• TASK TO CARRY OUT: Would you please give all the lines below again, exactly as they stand?

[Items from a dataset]
>>>

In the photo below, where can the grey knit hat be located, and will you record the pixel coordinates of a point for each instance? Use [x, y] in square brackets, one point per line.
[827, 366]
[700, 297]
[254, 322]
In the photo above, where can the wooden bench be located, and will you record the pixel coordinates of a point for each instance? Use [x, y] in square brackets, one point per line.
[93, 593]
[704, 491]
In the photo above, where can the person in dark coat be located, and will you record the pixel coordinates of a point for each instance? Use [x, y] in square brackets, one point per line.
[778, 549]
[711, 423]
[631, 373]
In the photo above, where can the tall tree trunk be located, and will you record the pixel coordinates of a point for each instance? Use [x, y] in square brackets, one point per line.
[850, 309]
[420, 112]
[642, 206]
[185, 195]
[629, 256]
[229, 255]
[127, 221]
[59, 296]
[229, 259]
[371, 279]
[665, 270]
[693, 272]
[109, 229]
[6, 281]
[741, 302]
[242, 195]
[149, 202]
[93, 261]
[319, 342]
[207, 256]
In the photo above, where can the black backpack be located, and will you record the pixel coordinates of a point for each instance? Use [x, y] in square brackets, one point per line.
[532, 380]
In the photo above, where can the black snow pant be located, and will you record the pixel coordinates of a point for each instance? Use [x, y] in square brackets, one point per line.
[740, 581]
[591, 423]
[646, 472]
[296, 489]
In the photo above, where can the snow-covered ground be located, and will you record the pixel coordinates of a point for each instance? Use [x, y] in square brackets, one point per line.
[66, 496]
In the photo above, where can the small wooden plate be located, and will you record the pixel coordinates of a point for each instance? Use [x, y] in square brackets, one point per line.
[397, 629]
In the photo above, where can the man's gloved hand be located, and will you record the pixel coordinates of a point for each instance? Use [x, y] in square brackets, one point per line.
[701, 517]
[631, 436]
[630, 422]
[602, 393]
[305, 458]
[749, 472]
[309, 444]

<<<

• EXERCISE RESULT:
In the photo below, where can the grey knit hat be located, and will you record the pixel coordinates of a point for each instance? Use [x, y] in square brackets, one point per line.
[827, 366]
[700, 297]
[254, 322]
In the photo above, where can the wooden bench be located, and will you record the pixel coordinates of a point for each instance? Use [x, y] in square brackets, one point per line.
[93, 593]
[704, 491]
In the photo above, where can the person in dark coat be located, and will you record the pixel coordinates of a point for each instance? Use [x, y] in square brackets, one point per line.
[778, 549]
[711, 423]
[631, 373]
In the photo above, where can the tall tree trunk be located, and will you record the pixel coordinates of a point for each instance? Use [x, y] in square brackets, one point per line.
[850, 309]
[420, 112]
[642, 206]
[185, 195]
[629, 256]
[229, 255]
[127, 221]
[59, 296]
[229, 259]
[371, 279]
[665, 270]
[693, 272]
[109, 229]
[6, 281]
[741, 302]
[242, 195]
[149, 202]
[93, 261]
[319, 342]
[207, 256]
In the photo above, where can the black backpack be located, and will you record the pixel coordinates of a point for each instance? Use [x, y] in square brackets, one point per line.
[532, 380]
In the photo above, where can the black snow pant be located, and will you record the pixel coordinates of a point for each instance? Use [x, y] in square brackets, one point per line.
[740, 581]
[591, 423]
[646, 472]
[296, 489]
In the photo above, where can the snow-covered ground be located, and will you record the pixel coordinates of a point for each instance? Use [x, y] in square brackets, one point per line.
[66, 496]
In the photo above, where can the small wooden plate be located, and will you record the pixel coordinates of a point for each instance? Use [x, y] in square brackets, one point per line.
[397, 629]
In the photo above, where can the man's gloved hand be located, and will you record the pixel coordinates of a point for each instance? Use [x, y] in square brackets, one point per line.
[701, 517]
[631, 436]
[630, 422]
[602, 393]
[305, 458]
[749, 472]
[309, 444]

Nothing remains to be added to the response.